START DATA RECORDS
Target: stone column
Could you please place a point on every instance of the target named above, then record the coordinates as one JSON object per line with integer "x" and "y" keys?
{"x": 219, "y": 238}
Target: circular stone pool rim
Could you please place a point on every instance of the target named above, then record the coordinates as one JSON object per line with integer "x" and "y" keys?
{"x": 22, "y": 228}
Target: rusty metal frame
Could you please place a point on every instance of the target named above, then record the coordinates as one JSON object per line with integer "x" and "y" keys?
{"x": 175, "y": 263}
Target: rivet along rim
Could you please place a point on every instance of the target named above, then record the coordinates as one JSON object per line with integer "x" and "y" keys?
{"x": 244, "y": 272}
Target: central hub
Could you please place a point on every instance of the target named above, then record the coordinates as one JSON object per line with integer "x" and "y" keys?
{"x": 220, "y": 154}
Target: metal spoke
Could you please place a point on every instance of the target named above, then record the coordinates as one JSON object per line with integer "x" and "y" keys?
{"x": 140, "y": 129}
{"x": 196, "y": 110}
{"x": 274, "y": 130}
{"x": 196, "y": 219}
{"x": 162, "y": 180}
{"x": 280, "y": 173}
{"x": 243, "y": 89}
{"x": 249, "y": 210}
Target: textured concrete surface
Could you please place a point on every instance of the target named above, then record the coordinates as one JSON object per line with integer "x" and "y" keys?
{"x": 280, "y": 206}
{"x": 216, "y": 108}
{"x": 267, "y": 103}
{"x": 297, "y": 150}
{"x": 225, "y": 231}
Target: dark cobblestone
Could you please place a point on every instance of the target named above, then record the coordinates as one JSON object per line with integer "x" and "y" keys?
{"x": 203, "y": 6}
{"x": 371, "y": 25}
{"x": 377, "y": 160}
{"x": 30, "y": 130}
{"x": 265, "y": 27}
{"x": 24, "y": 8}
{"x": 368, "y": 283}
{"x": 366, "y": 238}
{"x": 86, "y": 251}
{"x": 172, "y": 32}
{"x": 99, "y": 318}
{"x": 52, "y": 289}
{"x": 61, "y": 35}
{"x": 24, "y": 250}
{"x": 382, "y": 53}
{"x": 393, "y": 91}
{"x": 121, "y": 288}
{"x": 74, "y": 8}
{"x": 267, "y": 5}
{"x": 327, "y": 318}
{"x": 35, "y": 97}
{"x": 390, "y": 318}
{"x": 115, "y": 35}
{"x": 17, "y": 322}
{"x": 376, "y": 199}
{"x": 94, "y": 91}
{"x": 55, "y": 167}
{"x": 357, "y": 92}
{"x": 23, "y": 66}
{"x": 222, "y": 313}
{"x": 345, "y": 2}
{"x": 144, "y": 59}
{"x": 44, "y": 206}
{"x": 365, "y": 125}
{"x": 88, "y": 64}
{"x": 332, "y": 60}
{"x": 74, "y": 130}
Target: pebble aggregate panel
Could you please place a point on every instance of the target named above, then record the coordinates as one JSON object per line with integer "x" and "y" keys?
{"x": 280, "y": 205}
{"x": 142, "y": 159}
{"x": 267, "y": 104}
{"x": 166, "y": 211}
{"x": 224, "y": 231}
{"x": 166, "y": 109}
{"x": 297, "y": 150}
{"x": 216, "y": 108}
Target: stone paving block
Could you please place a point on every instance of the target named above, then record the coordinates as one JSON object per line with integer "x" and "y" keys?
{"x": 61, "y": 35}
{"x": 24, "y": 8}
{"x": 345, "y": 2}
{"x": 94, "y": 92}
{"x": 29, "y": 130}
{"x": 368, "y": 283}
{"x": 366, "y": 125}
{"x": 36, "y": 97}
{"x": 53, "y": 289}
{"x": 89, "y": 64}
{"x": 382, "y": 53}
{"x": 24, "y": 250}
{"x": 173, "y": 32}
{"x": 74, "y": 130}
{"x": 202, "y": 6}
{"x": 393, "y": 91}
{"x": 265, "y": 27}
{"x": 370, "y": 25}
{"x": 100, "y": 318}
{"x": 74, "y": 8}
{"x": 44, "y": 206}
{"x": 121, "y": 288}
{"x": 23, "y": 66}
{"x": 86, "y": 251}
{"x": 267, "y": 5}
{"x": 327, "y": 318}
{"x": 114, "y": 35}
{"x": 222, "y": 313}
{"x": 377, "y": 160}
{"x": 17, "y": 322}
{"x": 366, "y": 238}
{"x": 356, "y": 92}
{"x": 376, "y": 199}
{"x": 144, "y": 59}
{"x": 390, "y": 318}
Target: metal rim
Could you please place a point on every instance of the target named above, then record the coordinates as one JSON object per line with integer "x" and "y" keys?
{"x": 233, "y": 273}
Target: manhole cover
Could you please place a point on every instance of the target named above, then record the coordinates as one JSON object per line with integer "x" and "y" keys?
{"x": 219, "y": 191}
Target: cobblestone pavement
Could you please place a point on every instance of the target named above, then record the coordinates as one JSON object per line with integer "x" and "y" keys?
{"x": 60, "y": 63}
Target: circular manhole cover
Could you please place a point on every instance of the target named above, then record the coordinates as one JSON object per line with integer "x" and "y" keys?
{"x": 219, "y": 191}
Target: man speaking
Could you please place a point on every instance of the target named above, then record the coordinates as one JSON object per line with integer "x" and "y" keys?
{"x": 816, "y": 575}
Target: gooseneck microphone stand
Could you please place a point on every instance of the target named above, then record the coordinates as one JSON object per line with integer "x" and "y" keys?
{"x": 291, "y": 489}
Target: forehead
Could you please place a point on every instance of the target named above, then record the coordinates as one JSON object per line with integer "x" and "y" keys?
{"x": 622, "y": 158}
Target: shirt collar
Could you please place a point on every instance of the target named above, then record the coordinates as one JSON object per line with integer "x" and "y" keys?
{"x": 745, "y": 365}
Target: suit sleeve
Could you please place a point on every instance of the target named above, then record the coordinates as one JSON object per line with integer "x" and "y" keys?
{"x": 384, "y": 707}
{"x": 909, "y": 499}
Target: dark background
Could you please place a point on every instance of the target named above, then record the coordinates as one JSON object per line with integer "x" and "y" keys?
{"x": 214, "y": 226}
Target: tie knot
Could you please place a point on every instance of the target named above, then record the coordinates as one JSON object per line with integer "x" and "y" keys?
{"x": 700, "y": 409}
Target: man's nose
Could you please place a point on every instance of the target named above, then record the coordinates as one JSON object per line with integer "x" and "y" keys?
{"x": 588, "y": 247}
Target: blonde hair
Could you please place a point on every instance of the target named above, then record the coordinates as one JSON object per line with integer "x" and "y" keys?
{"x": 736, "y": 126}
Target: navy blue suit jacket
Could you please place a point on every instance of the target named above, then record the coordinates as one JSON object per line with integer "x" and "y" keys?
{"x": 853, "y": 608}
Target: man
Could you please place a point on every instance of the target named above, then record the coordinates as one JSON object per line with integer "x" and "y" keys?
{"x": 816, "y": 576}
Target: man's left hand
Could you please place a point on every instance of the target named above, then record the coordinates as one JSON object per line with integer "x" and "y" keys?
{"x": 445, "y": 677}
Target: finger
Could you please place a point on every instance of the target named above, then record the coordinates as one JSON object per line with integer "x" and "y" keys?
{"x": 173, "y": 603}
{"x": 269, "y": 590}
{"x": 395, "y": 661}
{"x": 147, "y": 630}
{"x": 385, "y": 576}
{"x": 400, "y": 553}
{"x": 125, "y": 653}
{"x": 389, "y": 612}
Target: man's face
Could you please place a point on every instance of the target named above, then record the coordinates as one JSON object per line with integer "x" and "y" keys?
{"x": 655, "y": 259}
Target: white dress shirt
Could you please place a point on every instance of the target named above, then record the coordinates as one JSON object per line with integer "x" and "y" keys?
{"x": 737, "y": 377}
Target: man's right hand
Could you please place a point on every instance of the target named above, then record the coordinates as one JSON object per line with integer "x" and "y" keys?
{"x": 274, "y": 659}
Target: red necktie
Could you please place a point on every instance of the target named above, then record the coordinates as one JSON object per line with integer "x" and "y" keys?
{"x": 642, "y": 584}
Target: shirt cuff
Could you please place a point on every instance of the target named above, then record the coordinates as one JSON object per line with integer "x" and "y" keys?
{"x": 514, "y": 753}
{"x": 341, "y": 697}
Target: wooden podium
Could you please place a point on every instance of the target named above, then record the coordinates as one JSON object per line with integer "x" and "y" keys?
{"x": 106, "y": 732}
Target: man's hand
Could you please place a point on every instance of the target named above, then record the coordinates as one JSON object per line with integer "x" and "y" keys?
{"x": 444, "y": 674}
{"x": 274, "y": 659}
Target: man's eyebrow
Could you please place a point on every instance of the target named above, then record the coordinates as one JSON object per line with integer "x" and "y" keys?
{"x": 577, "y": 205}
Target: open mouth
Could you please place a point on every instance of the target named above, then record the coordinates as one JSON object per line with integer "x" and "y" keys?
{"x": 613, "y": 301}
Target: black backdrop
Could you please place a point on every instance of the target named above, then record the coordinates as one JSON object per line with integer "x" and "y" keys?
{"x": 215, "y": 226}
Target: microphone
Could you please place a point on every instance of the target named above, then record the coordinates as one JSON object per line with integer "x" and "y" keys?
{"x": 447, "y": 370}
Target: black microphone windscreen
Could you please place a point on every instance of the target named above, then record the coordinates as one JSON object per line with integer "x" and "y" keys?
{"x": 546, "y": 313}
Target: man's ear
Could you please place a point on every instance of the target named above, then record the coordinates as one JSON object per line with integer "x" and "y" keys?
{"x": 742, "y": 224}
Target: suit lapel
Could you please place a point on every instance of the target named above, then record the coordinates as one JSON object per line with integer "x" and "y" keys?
END DATA RECORDS
Beginning at the line that holds "Target: microphone", write out word for word each line through the end of the records.

* RESULT BELOW *
Target: microphone
Could you please place a point on every instance of the target named above, then record the coordinates as one JSON object per line with integer "x" and "y" keys?
{"x": 447, "y": 370}
Target: black microphone windscreen
Could you please place a point on every instance of the target named above, then record the coordinates as one JSON object per line with integer "x" and "y" keys?
{"x": 546, "y": 313}
Target: man's ear
Could you please place a point on every instance of the target named above, then record the coordinates as one JSON object per line with integer "x" and "y" keys?
{"x": 742, "y": 224}
Target: suit lapel
Could you please place a point on every instance of the target named above, then record the coordinates as one JSON object per line with integer "x" and "y" keys?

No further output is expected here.